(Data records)
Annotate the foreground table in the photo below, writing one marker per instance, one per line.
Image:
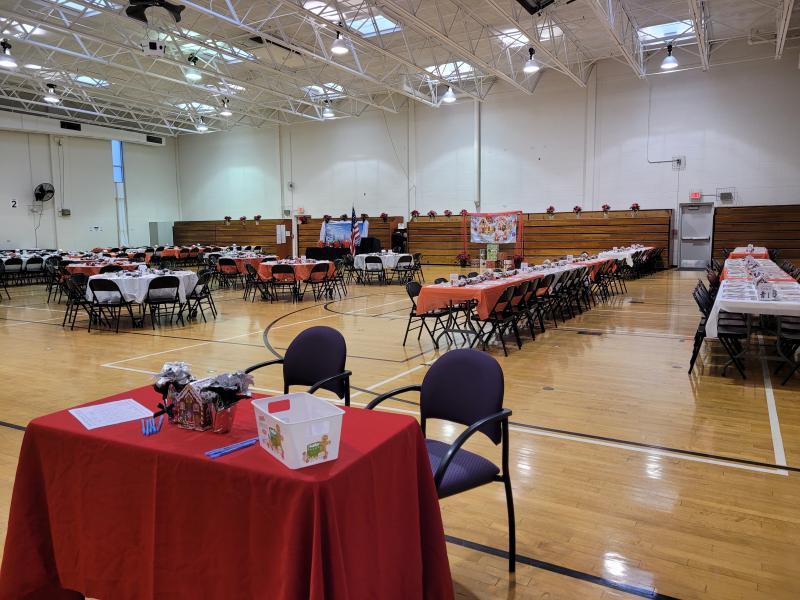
(116, 515)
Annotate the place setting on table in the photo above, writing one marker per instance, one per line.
(199, 488)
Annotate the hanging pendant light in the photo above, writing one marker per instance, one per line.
(192, 74)
(531, 66)
(6, 60)
(51, 97)
(339, 46)
(669, 62)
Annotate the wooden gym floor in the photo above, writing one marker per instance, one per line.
(631, 478)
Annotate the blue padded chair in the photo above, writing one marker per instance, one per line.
(316, 358)
(465, 386)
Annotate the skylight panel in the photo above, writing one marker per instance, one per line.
(675, 31)
(452, 70)
(513, 38)
(369, 27)
(196, 107)
(326, 90)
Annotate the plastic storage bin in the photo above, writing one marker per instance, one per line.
(299, 429)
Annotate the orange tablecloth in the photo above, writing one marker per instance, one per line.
(433, 297)
(301, 270)
(95, 269)
(758, 252)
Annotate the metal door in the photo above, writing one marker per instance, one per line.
(696, 227)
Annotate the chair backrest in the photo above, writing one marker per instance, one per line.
(315, 354)
(463, 386)
(163, 282)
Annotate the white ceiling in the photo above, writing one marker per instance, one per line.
(272, 59)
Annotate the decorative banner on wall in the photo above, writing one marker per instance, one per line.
(339, 231)
(494, 228)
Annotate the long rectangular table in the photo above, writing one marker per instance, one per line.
(109, 513)
(746, 301)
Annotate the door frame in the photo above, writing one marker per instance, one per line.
(680, 227)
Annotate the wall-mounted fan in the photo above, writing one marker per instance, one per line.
(44, 192)
(137, 9)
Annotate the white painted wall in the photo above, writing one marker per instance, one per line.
(233, 173)
(151, 185)
(86, 188)
(25, 163)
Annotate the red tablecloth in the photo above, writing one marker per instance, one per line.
(486, 294)
(301, 270)
(116, 515)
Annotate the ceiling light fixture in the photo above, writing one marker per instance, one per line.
(531, 66)
(51, 97)
(193, 74)
(225, 112)
(669, 62)
(6, 60)
(339, 46)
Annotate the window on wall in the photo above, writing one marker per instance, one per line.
(118, 171)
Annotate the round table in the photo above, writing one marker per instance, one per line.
(134, 288)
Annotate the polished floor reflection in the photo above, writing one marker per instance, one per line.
(631, 478)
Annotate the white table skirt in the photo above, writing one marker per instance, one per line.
(389, 260)
(134, 289)
(749, 307)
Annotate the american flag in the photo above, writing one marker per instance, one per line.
(355, 233)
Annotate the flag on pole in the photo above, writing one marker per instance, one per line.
(355, 233)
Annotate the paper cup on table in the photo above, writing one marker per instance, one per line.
(299, 429)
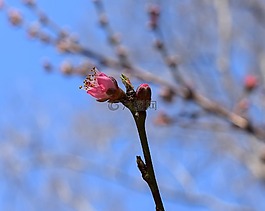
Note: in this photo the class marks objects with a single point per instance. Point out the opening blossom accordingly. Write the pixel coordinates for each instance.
(102, 87)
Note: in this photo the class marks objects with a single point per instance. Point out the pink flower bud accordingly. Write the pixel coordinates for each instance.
(143, 97)
(102, 87)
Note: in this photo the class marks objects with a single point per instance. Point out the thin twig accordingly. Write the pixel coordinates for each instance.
(147, 168)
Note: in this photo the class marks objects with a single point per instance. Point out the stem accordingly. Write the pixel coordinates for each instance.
(147, 168)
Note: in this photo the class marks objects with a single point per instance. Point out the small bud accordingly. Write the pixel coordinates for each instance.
(66, 68)
(143, 97)
(102, 87)
(158, 44)
(250, 82)
(114, 39)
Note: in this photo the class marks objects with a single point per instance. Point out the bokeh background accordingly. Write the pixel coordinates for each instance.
(62, 150)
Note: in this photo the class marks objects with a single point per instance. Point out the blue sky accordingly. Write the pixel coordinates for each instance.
(28, 91)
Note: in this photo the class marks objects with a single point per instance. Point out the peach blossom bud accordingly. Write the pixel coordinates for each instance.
(163, 119)
(121, 51)
(143, 97)
(159, 44)
(102, 87)
(66, 67)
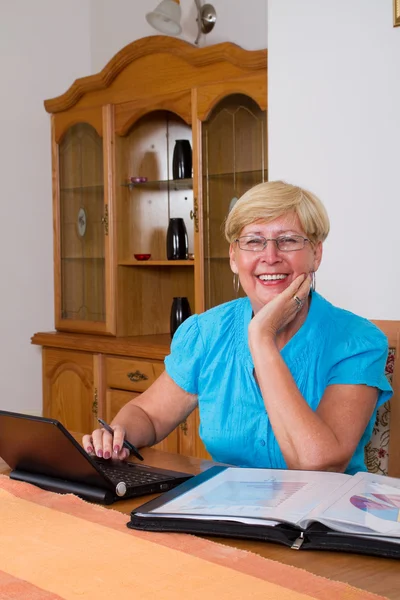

Problem: Copy the data precisely. Skip every picture.

Worked solution:
Annotate the foreground table in the photo below, writing one marker per instance, one per line.
Image:
(116, 515)
Annotate the place setting on table in the photo above, writing one marker per instance, one per line.
(199, 488)
Annotate the hanging pendant light in the photo above, writing one marker per instance, one per line.
(192, 74)
(531, 66)
(6, 60)
(51, 97)
(339, 46)
(669, 62)
Annotate the wooden gym floor in the photo above, writing one marker per instance, one per line.
(631, 478)
Annotate the blue padded chair in the photo above, writing one marker per instance, one per line.
(316, 358)
(465, 386)
Annotate the skylight panel in the photo above, writing one marker per instance, one per line.
(675, 31)
(452, 70)
(513, 38)
(369, 27)
(196, 107)
(326, 90)
Annotate the plastic storage bin in the photo above, writing one marker per instance, one per line.
(299, 429)
Annotate the orange tablecloth in the photo above, writing one marker per instance, one per line.
(433, 297)
(301, 270)
(95, 269)
(758, 252)
Annotate the metal door in the photo above, writing one marker per instance, one per line.
(696, 227)
Annotate the chair backrest in the photo above, writing one marker per instance, one per line.
(315, 354)
(463, 386)
(163, 282)
Annotate the white ceiling in the photo above, writing one marker per instance, one per line.
(272, 59)
Annotate the decorative banner on wall in the photo above, writing one marker per instance, one per line.
(339, 231)
(494, 228)
Annotate the long rectangular table in the photo above, writing one marker per instance, one per line.
(109, 513)
(746, 301)
Annotate the door frame in the photo above, writing one marker per instance, one per line.
(680, 227)
Annotate the wall-mounted fan in the photo above, writing one marker per instance, one per line.
(44, 192)
(137, 9)
Annotate the white painted wall in the photo above, writing one marker per instance, one per line.
(233, 173)
(151, 185)
(86, 188)
(25, 163)
Annotate the red tablecloth in the photo above, writing one marker per instance, one per line.
(486, 294)
(301, 270)
(116, 515)
Annotate the ceiling light fixture in the photo above, writing one marker per instance, one per line.
(531, 66)
(51, 97)
(193, 74)
(225, 112)
(669, 62)
(6, 60)
(339, 46)
Annotate the window on wall in the photo above, writing one marker per instance, one per line.
(118, 171)
Annotate the round table in the photo above, writing one marker per instance, one per line.
(134, 288)
Annotate the polished floor reflection in the photo above, writing one marker per instance, one per line.
(631, 478)
Annotate the white table skirt in the photo above, writing one marker per instance, one per line.
(389, 260)
(134, 289)
(749, 307)
Annotate the american flag in the photo above, writing one marker per instance, one per line.
(355, 233)
Annotate the flag on pole in the photo above, writing one marker per instance, one per line.
(355, 233)
Annotate the paper cup on table in the photo above, writing one marker per instance, one per line.
(299, 429)
Note: in this photo the class marks objects with a single point per instance. Point out the opening blossom accordingly. Write the pixel coordinates for each instance.
(102, 87)
Note: in this photo the class marks objects with a single point per instance. Point out the pink flower bud accordingly. Write the pixel coordinates for each instance.
(143, 97)
(102, 87)
Note: in this photo the class marks objects with a single point per instance. Point out the thin twig accordingly. Write the pixel coordinates for each instance.
(147, 168)
Note: in this photo the class marks objects with a single point per instance. Point out the stem accordingly. Write the pixel coordinates for each instance.
(147, 168)
Note: in this photo the class marks objects with a single point per instance. Point out the small bud accordingly. Write the pixel coordinates for each instance.
(66, 68)
(143, 97)
(102, 87)
(158, 44)
(250, 82)
(114, 39)
Note: in this photo the class marks objects with a single point per instance. Point out the bokeh background accordingly. Write the pixel coordinates for each instance.
(62, 150)
Note: in this photo the class marks objects with a single point per instance. Point out the blue sky accordingly. Write the pixel coordinates for each instance.
(28, 91)
Note: in this photo the class marks objects with a single point per instance. Point out the peach blossom bud accordingly. Write the pixel coordinates for each instance.
(163, 119)
(121, 51)
(143, 97)
(159, 44)
(102, 87)
(66, 67)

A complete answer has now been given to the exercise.